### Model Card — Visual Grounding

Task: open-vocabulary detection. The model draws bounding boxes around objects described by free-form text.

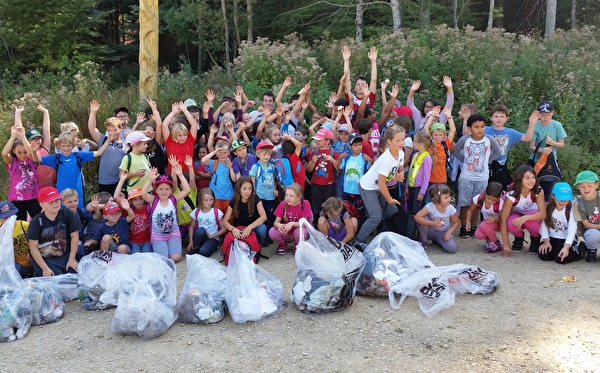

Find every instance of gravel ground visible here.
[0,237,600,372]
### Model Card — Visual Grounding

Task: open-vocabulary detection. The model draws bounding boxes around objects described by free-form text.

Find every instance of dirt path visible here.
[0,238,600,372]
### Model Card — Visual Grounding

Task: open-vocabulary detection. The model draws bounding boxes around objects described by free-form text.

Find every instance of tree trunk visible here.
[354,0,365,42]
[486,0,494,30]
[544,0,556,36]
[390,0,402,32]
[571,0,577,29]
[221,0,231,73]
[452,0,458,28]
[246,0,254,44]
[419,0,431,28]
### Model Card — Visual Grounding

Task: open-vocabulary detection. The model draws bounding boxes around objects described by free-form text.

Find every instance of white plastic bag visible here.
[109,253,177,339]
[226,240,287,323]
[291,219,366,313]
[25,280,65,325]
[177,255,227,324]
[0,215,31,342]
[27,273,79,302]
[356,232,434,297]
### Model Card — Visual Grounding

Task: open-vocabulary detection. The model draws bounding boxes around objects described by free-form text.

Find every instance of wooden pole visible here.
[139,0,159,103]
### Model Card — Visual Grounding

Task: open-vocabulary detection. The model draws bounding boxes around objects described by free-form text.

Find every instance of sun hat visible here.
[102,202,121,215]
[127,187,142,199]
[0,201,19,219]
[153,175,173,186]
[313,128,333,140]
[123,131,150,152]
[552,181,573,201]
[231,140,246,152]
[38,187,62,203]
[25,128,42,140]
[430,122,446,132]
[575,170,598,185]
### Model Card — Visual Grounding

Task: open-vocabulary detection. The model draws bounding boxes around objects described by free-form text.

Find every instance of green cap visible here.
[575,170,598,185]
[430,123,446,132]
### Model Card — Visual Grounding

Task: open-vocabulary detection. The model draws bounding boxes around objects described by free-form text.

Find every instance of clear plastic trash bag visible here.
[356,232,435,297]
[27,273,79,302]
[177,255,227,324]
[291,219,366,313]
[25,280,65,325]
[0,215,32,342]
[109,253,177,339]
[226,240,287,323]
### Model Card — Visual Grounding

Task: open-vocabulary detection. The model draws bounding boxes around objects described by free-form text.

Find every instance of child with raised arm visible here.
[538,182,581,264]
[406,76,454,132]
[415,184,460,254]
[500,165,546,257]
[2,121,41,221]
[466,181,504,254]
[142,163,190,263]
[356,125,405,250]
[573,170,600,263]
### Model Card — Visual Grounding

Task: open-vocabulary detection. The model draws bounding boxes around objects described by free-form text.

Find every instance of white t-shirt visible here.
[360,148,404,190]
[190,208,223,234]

---

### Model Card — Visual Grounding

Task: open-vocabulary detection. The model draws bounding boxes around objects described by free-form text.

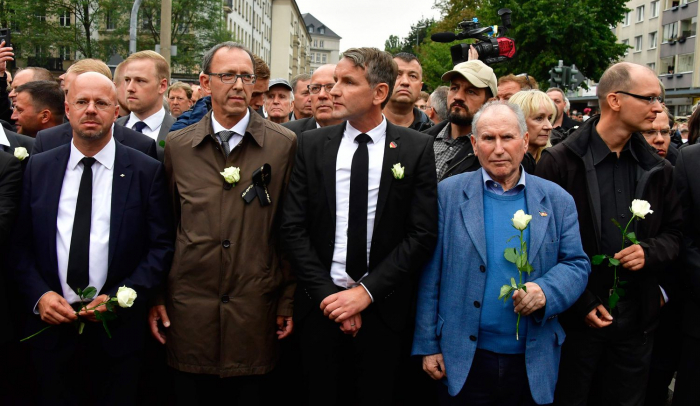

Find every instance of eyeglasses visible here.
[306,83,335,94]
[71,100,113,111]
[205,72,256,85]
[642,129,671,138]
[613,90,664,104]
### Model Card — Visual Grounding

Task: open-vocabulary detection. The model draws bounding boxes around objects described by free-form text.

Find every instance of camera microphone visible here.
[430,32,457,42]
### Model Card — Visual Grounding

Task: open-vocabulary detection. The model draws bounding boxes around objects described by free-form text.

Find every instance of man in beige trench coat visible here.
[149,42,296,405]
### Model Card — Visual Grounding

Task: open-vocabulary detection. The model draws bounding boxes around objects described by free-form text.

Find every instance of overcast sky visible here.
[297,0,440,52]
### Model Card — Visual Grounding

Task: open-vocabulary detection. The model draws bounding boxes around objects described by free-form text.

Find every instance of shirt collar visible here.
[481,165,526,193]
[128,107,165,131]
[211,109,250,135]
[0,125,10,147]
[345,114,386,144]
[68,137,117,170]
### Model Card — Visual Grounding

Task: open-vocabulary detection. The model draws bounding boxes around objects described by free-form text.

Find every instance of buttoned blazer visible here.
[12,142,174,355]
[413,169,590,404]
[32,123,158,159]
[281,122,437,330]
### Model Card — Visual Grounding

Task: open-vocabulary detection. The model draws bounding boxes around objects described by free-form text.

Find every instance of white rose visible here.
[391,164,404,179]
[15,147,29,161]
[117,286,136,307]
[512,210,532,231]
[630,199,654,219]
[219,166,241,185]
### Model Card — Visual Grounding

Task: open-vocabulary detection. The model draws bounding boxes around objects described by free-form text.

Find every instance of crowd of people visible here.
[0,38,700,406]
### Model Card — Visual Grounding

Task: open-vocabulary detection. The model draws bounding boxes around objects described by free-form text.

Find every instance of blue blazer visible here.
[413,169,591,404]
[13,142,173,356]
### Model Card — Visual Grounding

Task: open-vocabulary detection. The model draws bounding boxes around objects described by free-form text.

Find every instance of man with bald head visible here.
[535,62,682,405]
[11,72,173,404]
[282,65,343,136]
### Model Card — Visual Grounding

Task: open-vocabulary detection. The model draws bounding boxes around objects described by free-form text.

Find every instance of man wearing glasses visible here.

---

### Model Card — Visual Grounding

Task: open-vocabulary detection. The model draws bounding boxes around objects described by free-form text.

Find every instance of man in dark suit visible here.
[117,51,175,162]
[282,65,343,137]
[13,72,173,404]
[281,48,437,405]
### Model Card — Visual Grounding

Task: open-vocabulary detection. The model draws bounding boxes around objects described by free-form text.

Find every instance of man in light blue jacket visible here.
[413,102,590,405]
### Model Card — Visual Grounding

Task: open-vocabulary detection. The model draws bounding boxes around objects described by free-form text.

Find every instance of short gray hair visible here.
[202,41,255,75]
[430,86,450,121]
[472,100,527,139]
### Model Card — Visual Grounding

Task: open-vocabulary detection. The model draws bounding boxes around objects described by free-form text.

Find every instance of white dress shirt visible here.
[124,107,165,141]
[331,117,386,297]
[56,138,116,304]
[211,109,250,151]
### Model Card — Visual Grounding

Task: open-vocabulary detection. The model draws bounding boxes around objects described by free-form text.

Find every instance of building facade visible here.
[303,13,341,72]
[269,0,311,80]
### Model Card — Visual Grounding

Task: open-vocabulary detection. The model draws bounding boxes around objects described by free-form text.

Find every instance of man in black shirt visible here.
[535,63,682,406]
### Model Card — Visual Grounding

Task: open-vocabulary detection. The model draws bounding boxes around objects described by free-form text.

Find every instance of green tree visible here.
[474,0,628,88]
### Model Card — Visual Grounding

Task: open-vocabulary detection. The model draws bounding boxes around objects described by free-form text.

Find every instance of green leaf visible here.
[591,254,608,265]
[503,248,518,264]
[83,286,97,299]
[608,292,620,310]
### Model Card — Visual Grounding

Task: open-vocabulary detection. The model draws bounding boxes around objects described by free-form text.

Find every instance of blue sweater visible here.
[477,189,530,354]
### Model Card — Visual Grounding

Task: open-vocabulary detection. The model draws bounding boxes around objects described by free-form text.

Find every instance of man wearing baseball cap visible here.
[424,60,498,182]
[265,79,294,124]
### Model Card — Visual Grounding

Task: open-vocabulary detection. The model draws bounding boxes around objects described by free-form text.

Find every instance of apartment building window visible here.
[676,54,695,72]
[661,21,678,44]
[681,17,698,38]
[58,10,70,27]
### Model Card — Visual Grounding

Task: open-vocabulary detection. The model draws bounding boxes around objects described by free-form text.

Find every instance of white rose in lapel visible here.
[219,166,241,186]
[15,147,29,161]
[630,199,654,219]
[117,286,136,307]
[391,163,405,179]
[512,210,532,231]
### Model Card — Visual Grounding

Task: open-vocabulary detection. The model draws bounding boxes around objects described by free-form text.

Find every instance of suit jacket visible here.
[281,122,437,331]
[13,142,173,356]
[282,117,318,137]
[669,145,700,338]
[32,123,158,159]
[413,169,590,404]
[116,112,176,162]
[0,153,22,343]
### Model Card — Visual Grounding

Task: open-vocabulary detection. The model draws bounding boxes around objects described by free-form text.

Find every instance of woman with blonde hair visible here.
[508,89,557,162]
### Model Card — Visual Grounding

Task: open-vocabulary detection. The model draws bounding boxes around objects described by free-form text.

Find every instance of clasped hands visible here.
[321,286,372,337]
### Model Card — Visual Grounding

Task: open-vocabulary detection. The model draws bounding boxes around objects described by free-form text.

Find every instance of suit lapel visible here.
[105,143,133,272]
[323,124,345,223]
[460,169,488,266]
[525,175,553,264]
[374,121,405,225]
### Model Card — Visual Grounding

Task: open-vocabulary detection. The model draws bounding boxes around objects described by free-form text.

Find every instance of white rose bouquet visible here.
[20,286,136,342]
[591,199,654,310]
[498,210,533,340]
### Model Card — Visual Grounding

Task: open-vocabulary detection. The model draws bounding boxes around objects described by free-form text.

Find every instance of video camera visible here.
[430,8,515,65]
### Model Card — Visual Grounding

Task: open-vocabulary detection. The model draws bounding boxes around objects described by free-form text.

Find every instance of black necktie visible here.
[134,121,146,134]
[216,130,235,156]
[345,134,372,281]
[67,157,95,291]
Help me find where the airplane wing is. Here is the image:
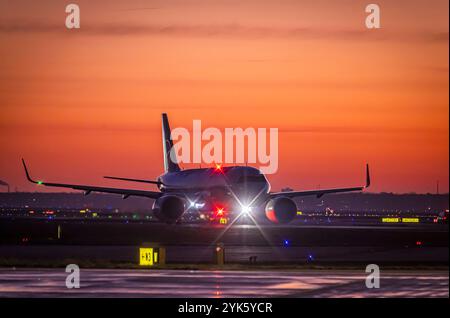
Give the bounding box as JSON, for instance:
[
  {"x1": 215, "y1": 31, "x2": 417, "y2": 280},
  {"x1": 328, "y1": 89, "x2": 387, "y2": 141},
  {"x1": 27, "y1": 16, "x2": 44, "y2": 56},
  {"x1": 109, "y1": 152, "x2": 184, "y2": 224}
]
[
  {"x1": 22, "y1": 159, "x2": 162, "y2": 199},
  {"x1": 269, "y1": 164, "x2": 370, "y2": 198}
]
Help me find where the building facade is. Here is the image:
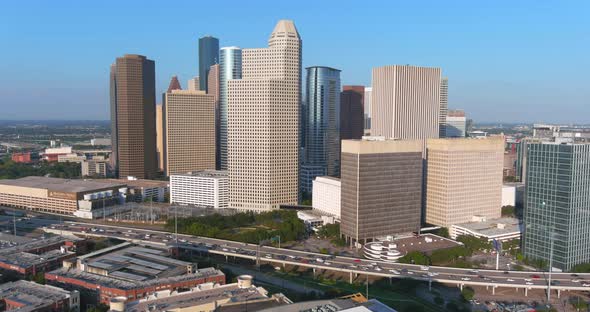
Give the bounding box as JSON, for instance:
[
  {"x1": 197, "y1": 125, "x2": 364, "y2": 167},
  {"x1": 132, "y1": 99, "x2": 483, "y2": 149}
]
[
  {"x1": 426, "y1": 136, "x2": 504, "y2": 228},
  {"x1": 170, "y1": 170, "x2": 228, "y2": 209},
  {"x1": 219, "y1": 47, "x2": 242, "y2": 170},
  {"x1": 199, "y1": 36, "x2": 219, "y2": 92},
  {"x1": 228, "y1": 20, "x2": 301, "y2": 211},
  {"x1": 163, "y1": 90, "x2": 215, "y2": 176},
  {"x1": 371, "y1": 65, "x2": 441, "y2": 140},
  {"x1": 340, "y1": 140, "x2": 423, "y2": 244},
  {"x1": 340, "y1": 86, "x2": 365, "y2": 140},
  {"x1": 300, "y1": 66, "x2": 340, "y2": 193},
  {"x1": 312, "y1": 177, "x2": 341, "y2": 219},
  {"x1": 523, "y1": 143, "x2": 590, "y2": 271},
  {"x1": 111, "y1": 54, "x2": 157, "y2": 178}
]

### Instructions for the task:
Show every line of the records that contains the string "suit", matching case exactly.

### Result of the exercise:
Find every instance of man in dark suit visible here.
Find every instance of suit jacket visible here.
Find every instance of suit lapel visible here.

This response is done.